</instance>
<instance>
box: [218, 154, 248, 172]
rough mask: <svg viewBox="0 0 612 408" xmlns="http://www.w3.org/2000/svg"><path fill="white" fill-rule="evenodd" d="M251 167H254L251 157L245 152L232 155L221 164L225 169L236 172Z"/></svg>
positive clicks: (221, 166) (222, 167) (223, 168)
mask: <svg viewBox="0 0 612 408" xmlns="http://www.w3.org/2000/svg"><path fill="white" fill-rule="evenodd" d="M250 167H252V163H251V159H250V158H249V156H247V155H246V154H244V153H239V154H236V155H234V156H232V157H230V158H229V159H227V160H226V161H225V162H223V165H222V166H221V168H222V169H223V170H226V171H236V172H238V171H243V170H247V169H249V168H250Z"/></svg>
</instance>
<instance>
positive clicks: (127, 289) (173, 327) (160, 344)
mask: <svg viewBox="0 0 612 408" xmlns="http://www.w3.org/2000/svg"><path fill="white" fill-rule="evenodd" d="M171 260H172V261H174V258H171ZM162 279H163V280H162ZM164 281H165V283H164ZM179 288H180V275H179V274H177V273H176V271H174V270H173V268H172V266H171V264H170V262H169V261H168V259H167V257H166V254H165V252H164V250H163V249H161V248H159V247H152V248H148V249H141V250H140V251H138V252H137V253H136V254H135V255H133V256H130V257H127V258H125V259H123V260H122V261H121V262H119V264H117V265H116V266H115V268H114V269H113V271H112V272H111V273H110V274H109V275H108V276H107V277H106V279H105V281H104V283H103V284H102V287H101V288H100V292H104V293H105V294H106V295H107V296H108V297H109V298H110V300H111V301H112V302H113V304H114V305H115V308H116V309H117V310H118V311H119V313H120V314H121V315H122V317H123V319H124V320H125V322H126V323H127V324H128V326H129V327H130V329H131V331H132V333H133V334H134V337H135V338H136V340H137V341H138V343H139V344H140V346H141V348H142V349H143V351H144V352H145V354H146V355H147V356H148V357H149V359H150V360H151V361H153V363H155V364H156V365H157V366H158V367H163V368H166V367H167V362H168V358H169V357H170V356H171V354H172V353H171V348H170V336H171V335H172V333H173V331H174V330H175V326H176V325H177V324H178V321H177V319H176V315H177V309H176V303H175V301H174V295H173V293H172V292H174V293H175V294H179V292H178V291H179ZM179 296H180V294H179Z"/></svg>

◇ ◇ ◇ ◇ ◇ ◇ ◇

## EXERCISE PROMPT
A precise copy of all the records is needed.

## SOLUTION TO THIS TASK
</instance>
<instance>
box: [218, 154, 248, 172]
rough mask: <svg viewBox="0 0 612 408" xmlns="http://www.w3.org/2000/svg"><path fill="white" fill-rule="evenodd" d="M251 167H254L251 157L245 152L232 155L221 164L225 169L236 172Z"/></svg>
positive clicks: (221, 166) (222, 167) (223, 168)
mask: <svg viewBox="0 0 612 408" xmlns="http://www.w3.org/2000/svg"><path fill="white" fill-rule="evenodd" d="M250 167H252V163H251V159H250V158H249V156H247V155H246V154H244V153H239V154H236V155H234V156H232V157H230V158H229V159H227V160H226V161H225V162H223V165H222V166H221V168H222V169H223V170H226V171H236V172H238V171H243V170H247V169H249V168H250Z"/></svg>
</instance>
<instance>
positive clicks: (127, 289) (173, 327) (160, 344)
mask: <svg viewBox="0 0 612 408" xmlns="http://www.w3.org/2000/svg"><path fill="white" fill-rule="evenodd" d="M171 260H172V261H174V258H171ZM162 279H163V280H162ZM164 281H165V283H164ZM179 288H180V275H179V274H177V273H176V271H174V270H173V268H172V266H171V264H170V262H169V261H168V259H167V257H166V254H165V252H164V250H163V249H161V248H159V247H152V248H148V249H141V250H140V251H138V252H137V253H136V254H135V255H133V256H130V257H127V258H125V259H123V260H122V261H121V262H119V264H117V265H116V266H115V268H114V269H113V271H112V272H111V273H110V274H109V275H108V276H107V277H106V279H105V281H104V283H103V284H102V287H101V288H100V292H104V293H105V294H106V295H107V296H108V297H109V298H110V300H111V301H112V302H113V304H114V305H115V308H116V309H117V310H118V311H119V313H120V314H121V315H122V317H123V319H124V320H125V322H126V323H127V324H128V326H129V327H130V329H131V331H132V333H133V334H134V337H135V338H136V340H137V341H138V343H139V344H140V346H141V348H142V349H143V351H144V352H145V354H146V355H147V356H148V357H149V359H150V360H151V361H153V363H155V364H156V365H157V366H158V367H163V368H166V367H167V362H168V358H169V357H170V356H171V354H172V353H171V348H170V336H171V335H172V333H173V331H174V330H175V326H176V325H177V324H178V321H177V319H176V315H177V309H176V303H175V301H174V295H173V293H172V292H174V293H175V294H179V292H178V291H179ZM179 296H180V294H179Z"/></svg>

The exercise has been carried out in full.